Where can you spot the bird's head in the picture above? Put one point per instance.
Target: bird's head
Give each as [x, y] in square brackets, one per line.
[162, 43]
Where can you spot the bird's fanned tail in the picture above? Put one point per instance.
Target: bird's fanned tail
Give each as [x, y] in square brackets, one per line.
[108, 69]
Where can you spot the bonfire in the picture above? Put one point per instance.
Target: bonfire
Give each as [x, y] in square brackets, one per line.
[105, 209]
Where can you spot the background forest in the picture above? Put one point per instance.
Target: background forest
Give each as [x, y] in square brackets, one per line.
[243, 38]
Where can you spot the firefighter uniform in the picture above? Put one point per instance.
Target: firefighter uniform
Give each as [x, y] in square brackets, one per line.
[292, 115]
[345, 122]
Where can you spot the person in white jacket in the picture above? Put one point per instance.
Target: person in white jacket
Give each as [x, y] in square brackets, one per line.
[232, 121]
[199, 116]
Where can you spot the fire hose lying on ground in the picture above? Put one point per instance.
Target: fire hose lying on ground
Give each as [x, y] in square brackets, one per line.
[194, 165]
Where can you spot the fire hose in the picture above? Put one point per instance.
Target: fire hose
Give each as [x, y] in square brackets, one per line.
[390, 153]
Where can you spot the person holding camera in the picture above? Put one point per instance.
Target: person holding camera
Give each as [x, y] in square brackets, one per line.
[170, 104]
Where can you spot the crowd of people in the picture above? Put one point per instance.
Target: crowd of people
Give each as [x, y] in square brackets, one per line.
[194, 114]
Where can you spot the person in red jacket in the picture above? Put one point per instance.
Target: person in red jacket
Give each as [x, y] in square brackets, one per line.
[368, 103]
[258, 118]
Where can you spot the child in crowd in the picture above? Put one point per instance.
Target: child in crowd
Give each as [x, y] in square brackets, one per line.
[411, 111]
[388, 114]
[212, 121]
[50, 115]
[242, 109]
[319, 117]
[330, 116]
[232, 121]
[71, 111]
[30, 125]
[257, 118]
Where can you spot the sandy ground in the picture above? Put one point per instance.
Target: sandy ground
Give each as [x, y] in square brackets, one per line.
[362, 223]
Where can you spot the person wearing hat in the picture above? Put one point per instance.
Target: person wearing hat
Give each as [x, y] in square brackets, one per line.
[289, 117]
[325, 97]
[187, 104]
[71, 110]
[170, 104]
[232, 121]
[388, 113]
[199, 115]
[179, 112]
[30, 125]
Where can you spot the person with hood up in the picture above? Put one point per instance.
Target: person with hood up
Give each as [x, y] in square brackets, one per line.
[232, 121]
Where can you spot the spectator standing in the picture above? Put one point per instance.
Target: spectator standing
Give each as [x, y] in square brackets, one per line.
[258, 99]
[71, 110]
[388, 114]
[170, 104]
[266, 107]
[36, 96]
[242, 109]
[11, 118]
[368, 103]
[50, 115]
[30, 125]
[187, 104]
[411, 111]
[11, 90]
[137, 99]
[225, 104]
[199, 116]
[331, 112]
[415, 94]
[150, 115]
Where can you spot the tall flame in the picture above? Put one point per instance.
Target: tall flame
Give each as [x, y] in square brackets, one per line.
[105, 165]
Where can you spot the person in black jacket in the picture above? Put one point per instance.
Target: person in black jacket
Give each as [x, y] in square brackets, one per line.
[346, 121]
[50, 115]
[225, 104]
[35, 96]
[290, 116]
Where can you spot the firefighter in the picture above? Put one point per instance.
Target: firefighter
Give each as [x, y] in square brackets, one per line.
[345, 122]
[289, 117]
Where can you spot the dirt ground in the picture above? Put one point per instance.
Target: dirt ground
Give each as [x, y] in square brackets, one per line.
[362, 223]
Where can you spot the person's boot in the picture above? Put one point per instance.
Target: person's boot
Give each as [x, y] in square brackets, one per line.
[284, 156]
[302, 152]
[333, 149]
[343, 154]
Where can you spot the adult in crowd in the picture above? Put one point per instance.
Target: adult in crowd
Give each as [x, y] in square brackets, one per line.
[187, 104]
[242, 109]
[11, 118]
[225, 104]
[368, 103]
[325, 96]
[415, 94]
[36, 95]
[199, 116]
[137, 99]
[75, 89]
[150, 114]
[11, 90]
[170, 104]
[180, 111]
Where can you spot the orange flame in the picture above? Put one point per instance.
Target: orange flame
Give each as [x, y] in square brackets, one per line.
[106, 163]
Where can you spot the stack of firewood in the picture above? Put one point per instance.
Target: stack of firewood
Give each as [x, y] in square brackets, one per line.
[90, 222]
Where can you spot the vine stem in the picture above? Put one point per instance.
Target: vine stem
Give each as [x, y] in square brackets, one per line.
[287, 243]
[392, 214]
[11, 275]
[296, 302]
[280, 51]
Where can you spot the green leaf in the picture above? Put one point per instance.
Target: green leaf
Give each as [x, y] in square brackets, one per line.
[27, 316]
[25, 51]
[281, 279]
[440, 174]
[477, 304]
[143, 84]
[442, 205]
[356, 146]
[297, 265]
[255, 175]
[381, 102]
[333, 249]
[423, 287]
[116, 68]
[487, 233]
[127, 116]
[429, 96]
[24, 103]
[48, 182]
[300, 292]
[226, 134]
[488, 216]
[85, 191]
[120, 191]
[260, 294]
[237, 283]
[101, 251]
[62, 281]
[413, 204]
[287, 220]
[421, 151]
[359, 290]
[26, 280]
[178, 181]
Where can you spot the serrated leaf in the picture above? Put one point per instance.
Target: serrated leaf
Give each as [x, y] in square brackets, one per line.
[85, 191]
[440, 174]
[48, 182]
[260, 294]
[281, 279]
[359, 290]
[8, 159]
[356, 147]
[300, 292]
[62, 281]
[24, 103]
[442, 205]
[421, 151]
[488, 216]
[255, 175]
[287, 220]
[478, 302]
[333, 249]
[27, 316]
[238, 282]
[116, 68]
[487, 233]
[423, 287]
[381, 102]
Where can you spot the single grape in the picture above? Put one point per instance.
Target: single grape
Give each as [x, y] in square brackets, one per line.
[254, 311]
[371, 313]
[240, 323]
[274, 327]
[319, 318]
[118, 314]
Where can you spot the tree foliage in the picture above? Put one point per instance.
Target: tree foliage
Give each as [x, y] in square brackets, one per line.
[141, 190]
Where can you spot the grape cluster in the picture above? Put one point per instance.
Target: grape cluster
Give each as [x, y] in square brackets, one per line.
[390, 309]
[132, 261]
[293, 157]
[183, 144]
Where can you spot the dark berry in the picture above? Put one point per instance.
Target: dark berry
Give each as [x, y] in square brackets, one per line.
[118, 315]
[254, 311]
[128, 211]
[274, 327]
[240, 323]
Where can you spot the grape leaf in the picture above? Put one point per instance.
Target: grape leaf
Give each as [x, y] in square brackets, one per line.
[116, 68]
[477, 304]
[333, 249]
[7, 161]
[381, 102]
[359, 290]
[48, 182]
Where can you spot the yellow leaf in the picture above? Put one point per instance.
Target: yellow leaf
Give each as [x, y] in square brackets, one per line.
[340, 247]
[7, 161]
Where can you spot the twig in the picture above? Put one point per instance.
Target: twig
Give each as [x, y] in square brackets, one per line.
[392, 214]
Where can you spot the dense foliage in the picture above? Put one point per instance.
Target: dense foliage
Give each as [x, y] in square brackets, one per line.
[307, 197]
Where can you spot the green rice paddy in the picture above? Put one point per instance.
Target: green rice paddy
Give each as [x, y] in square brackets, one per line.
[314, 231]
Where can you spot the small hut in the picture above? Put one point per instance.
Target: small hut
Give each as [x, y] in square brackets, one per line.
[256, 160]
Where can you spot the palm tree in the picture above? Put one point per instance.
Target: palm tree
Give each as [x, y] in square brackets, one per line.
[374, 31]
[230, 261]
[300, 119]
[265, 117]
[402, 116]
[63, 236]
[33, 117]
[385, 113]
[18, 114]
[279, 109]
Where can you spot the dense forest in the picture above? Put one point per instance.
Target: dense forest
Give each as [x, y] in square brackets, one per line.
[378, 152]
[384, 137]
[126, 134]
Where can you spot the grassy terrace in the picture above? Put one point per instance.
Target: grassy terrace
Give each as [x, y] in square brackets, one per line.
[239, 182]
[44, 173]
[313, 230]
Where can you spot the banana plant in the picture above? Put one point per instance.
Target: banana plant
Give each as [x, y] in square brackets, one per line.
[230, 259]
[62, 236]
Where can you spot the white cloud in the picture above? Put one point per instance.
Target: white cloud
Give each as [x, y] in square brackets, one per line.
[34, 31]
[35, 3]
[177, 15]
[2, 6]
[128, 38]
■ ■ ■ ■ ■ ■ ■
▶ Task requirements
Reproduce verbatim every line of the items above, from the line containing "Where can you spot the grassy" through the final line, both included.

▶ Response to the task
Where can you spot the grassy terrace in the picture above? Put one point per instance.
Target: grassy terrace
Give each as [x, y] in square brackets, one per line.
[239, 182]
[44, 173]
[313, 230]
Where can you spot the banana plant in the picture above? Put one point per instance.
Target: banana plant
Give each as [x, y] in square brackets, one per line.
[230, 259]
[62, 236]
Where can you spot the white cloud in the picture above? Put one point per instance.
Target: white cloud
Give each as [x, y] in square brackets, one per line.
[34, 31]
[35, 3]
[177, 15]
[2, 6]
[128, 38]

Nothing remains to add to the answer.